[Point labeling dataset excerpts]
****************
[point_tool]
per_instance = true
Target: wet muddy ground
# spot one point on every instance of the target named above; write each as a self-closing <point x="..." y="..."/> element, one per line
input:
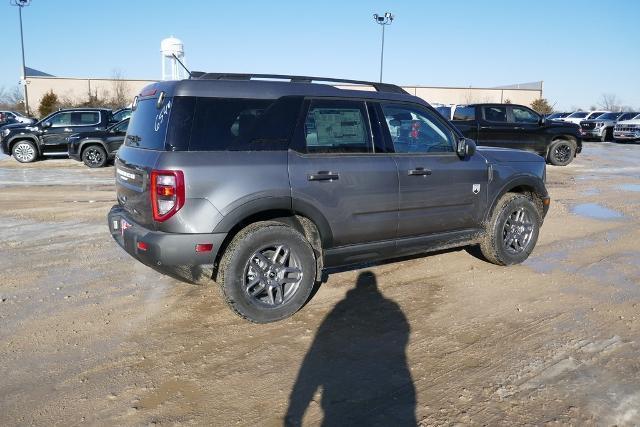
<point x="90" y="336"/>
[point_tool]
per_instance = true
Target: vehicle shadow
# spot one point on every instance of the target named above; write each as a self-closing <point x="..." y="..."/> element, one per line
<point x="358" y="362"/>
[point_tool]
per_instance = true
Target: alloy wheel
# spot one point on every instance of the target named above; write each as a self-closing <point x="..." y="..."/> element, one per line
<point x="94" y="157"/>
<point x="517" y="231"/>
<point x="273" y="275"/>
<point x="24" y="152"/>
<point x="562" y="153"/>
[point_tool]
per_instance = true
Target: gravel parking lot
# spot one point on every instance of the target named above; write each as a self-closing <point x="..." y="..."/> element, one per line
<point x="91" y="336"/>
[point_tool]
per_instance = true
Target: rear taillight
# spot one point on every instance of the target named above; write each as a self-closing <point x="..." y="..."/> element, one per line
<point x="167" y="193"/>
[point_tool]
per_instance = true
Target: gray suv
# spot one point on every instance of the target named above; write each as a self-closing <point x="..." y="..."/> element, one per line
<point x="264" y="185"/>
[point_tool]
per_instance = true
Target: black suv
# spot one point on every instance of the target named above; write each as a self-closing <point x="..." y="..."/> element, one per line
<point x="264" y="185"/>
<point x="97" y="147"/>
<point x="49" y="136"/>
<point x="517" y="126"/>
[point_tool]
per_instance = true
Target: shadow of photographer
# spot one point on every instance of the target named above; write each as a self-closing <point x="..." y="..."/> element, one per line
<point x="358" y="361"/>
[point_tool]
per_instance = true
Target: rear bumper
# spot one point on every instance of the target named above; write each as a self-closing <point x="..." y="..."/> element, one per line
<point x="162" y="249"/>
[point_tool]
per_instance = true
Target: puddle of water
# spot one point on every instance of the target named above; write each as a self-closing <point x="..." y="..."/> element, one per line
<point x="630" y="187"/>
<point x="594" y="210"/>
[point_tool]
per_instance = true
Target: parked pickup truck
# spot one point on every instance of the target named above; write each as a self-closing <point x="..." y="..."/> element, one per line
<point x="517" y="126"/>
<point x="26" y="143"/>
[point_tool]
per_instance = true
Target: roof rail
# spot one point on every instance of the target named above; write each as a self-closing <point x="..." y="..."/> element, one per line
<point x="380" y="87"/>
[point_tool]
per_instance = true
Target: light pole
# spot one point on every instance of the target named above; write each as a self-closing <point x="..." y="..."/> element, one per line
<point x="20" y="4"/>
<point x="383" y="20"/>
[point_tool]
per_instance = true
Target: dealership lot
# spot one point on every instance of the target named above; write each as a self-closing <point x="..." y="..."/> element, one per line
<point x="88" y="334"/>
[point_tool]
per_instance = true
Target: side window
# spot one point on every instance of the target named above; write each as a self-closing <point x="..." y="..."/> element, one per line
<point x="336" y="127"/>
<point x="61" y="119"/>
<point x="122" y="127"/>
<point x="242" y="124"/>
<point x="524" y="115"/>
<point x="415" y="130"/>
<point x="85" y="118"/>
<point x="464" y="113"/>
<point x="495" y="114"/>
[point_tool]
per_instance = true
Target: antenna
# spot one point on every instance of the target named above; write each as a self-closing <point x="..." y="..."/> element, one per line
<point x="181" y="64"/>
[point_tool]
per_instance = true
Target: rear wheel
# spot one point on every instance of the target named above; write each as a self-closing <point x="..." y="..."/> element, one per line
<point x="512" y="231"/>
<point x="267" y="272"/>
<point x="561" y="152"/>
<point x="24" y="151"/>
<point x="94" y="156"/>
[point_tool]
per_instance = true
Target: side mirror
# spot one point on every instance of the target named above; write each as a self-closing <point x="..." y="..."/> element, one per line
<point x="466" y="148"/>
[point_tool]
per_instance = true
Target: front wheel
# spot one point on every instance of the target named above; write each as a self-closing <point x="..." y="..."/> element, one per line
<point x="24" y="152"/>
<point x="94" y="156"/>
<point x="267" y="272"/>
<point x="561" y="153"/>
<point x="512" y="231"/>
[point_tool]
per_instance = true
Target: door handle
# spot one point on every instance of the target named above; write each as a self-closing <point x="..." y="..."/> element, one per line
<point x="323" y="176"/>
<point x="419" y="172"/>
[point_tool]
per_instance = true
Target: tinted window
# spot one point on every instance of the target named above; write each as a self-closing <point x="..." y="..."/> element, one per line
<point x="464" y="113"/>
<point x="61" y="119"/>
<point x="495" y="114"/>
<point x="416" y="131"/>
<point x="444" y="111"/>
<point x="524" y="115"/>
<point x="121" y="115"/>
<point x="148" y="124"/>
<point x="85" y="118"/>
<point x="336" y="127"/>
<point x="243" y="124"/>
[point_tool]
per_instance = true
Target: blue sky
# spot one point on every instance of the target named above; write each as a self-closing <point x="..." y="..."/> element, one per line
<point x="581" y="49"/>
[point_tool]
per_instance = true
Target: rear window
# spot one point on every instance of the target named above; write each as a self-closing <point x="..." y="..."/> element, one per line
<point x="464" y="113"/>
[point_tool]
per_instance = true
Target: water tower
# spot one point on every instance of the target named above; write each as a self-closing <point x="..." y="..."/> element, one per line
<point x="171" y="68"/>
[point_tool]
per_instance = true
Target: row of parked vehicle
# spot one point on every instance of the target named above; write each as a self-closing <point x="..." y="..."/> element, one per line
<point x="604" y="125"/>
<point x="516" y="126"/>
<point x="90" y="135"/>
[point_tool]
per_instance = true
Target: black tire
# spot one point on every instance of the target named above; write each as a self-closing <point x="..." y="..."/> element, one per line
<point x="496" y="245"/>
<point x="24" y="151"/>
<point x="240" y="267"/>
<point x="94" y="156"/>
<point x="561" y="152"/>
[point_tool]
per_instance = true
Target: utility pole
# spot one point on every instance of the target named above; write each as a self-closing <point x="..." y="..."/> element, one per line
<point x="20" y="4"/>
<point x="383" y="21"/>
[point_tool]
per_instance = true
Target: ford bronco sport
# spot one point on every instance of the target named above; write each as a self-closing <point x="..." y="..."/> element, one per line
<point x="266" y="184"/>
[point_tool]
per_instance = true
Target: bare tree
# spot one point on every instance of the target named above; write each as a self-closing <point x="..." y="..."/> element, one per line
<point x="12" y="99"/>
<point x="120" y="91"/>
<point x="610" y="102"/>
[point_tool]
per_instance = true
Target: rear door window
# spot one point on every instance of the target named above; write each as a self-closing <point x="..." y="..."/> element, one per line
<point x="495" y="114"/>
<point x="524" y="115"/>
<point x="414" y="130"/>
<point x="337" y="126"/>
<point x="85" y="118"/>
<point x="464" y="113"/>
****************
Problem to work on: Go through the data above and transcribe it in full, omitting any image.

Response to this task:
[point_tool]
per_instance = true
Target: wet muddy ground
# spot one point on every instance of the target named above; write each as a self-closing <point x="..." y="..."/> element, one per line
input:
<point x="90" y="336"/>
[point_tool]
per_instance = true
Target: vehicle shadow
# spot one point on every instance of the target named above; write each as a self-closing <point x="..." y="..."/> element, one per line
<point x="358" y="362"/>
[point_tool]
per_instance = true
Target: alloy wheel
# spot one point on every instance of the target named above; write each as a self-closing <point x="..." y="..."/> element, one per line
<point x="94" y="157"/>
<point x="517" y="231"/>
<point x="273" y="275"/>
<point x="24" y="152"/>
<point x="562" y="153"/>
[point_tool]
per_instance = true
Target: gravel parking lot
# spot one point on every instance of the target named above; write each as a self-closing <point x="..." y="..."/> element, one per line
<point x="91" y="336"/>
[point_tool]
per_instance = true
Target: rear taillight
# spot one point on every instance of the target named above; write each as a self-closing <point x="..." y="..."/> element, one per line
<point x="167" y="193"/>
[point_tool]
per_instance = true
Target: gray suv
# spot one point on every instance of the target named above; write each as a self-closing <point x="..." y="..."/> element, one per line
<point x="264" y="185"/>
[point_tool]
per_instance = true
Target: black suv
# spot one point on every instance of the target named above; write each as a self-closing <point x="..." y="..."/> element, one per line
<point x="264" y="185"/>
<point x="97" y="147"/>
<point x="49" y="136"/>
<point x="517" y="126"/>
[point_tool]
per_instance = true
Target: shadow of photographer
# spot one point on every instance of the target named above; write each as a self-closing <point x="..." y="..."/> element, one per line
<point x="358" y="361"/>
[point_tool]
per_instance = true
Target: rear bumper
# spot one point on every instance of the target named above; write each as a self-closing <point x="..." y="..."/> element, one per line
<point x="162" y="249"/>
[point_tool]
per_instance = true
Target: puddle of water
# spot one point on every instance of the target named above; write each as a self-closing <point x="..." y="..."/> element, one per line
<point x="630" y="187"/>
<point x="594" y="210"/>
[point_tool]
per_instance = true
Target: parked pickup truck
# spot one point on every instance of the target named above; write each as a self-closing <point x="..." y="..."/> element, one per line
<point x="517" y="126"/>
<point x="26" y="143"/>
[point_tool]
per_instance = true
Target: roof rail
# spot one point on every instance of the target named above; write each as a self-closing <point x="..." y="..."/> element, one per line
<point x="380" y="87"/>
[point_tool]
per_instance = true
Target: light pole
# spot one point on every instance of the target named above; write each as a self-closing <point x="..." y="..."/> element, one per line
<point x="20" y="4"/>
<point x="383" y="20"/>
[point_tool]
per_instance = true
Target: dealership lot
# spot one point on every instance of the target named above; write each as a self-closing <point x="..." y="..."/> element, one per line
<point x="88" y="334"/>
[point_tool]
per_instance = true
Target: side window
# spot one point on every instance of the target named above; write each as a self-closing <point x="..." y="..."/> element, one per line
<point x="336" y="127"/>
<point x="61" y="119"/>
<point x="122" y="127"/>
<point x="242" y="124"/>
<point x="524" y="115"/>
<point x="415" y="130"/>
<point x="85" y="118"/>
<point x="464" y="113"/>
<point x="495" y="114"/>
[point_tool]
per_instance = true
Target: antenna
# spot one point on every instance of the target named above; write each as a self-closing <point x="..." y="..."/> element, one per line
<point x="181" y="64"/>
[point_tool]
per_instance = true
Target: rear wheel
# spot one point on every instance of the target named above; write each as a self-closing <point x="..." y="..."/> element, one per line
<point x="512" y="231"/>
<point x="267" y="272"/>
<point x="561" y="152"/>
<point x="24" y="151"/>
<point x="94" y="156"/>
[point_tool]
per_instance = true
Target: side mirror
# spot one point on every instance of the target named above; write each as a self-closing <point x="..." y="..."/> element, one per line
<point x="466" y="148"/>
[point_tool]
per_instance = true
Target: front wheel
# spot one point on every instance of the target named above; write each as a self-closing <point x="..." y="..."/> element, one per line
<point x="24" y="152"/>
<point x="94" y="156"/>
<point x="267" y="272"/>
<point x="561" y="153"/>
<point x="512" y="231"/>
[point_tool]
per_instance = true
Target: door handle
# spot one point on every instance of the target named above; write each as a self-closing <point x="..." y="..."/> element, one per line
<point x="323" y="176"/>
<point x="419" y="172"/>
[point_tool]
per_instance = true
Target: tinted window
# spot one point on every instance of the target named above; write each as a self-closing <point x="..." y="..."/> element, one per line
<point x="464" y="113"/>
<point x="61" y="119"/>
<point x="495" y="114"/>
<point x="416" y="131"/>
<point x="444" y="111"/>
<point x="524" y="115"/>
<point x="121" y="115"/>
<point x="148" y="124"/>
<point x="85" y="118"/>
<point x="336" y="127"/>
<point x="243" y="124"/>
[point_tool]
per_instance = true
Target: blue sky
# spot one point on every instance of the target named above; write each as a self-closing <point x="..." y="..."/> element, one per line
<point x="581" y="49"/>
[point_tool]
per_instance = true
Target: rear window
# spot one point on every instance of the target named above; write each as a self-closing <point x="..." y="..."/> element, one per line
<point x="464" y="113"/>
[point_tool]
per_instance = true
Target: water tower
# spot one point on every instance of the target named above; write each as a self-closing <point x="..." y="..."/> element, one per line
<point x="171" y="68"/>
[point_tool]
per_instance = true
Target: row of parked vehicle
# spot one point on every instance of the target named above; write each as a self-closing <point x="..." y="..."/> element, one per line
<point x="604" y="125"/>
<point x="516" y="126"/>
<point x="90" y="135"/>
[point_tool]
per_instance = true
Target: black tire
# spot one point on every instance of the target named above; write each as a self-closing <point x="..." y="..."/> element, one per line
<point x="496" y="245"/>
<point x="24" y="151"/>
<point x="240" y="267"/>
<point x="94" y="156"/>
<point x="561" y="152"/>
[point_tool]
per_instance = true
Target: utility pole
# spot one point on every instance of the target named above; write each as a self-closing <point x="..." y="..."/> element, one per line
<point x="20" y="4"/>
<point x="383" y="21"/>
[point_tool]
per_instance = true
Target: ford bronco sport
# spot one point on every instance of the target named above; write each as a self-closing <point x="..." y="..."/> element, one per line
<point x="266" y="184"/>
[point_tool]
per_instance = true
Target: bare tree
# spot one point on every instance of the target named above; write each as a self-closing <point x="..." y="..."/> element, one per line
<point x="12" y="99"/>
<point x="120" y="91"/>
<point x="610" y="102"/>
[point_tool]
per_instance = true
Target: rear door window
# spot one point on every instance of the target named above; write each as a self-closing <point x="..." y="..."/> element, one per line
<point x="495" y="114"/>
<point x="524" y="115"/>
<point x="414" y="130"/>
<point x="337" y="126"/>
<point x="85" y="118"/>
<point x="464" y="113"/>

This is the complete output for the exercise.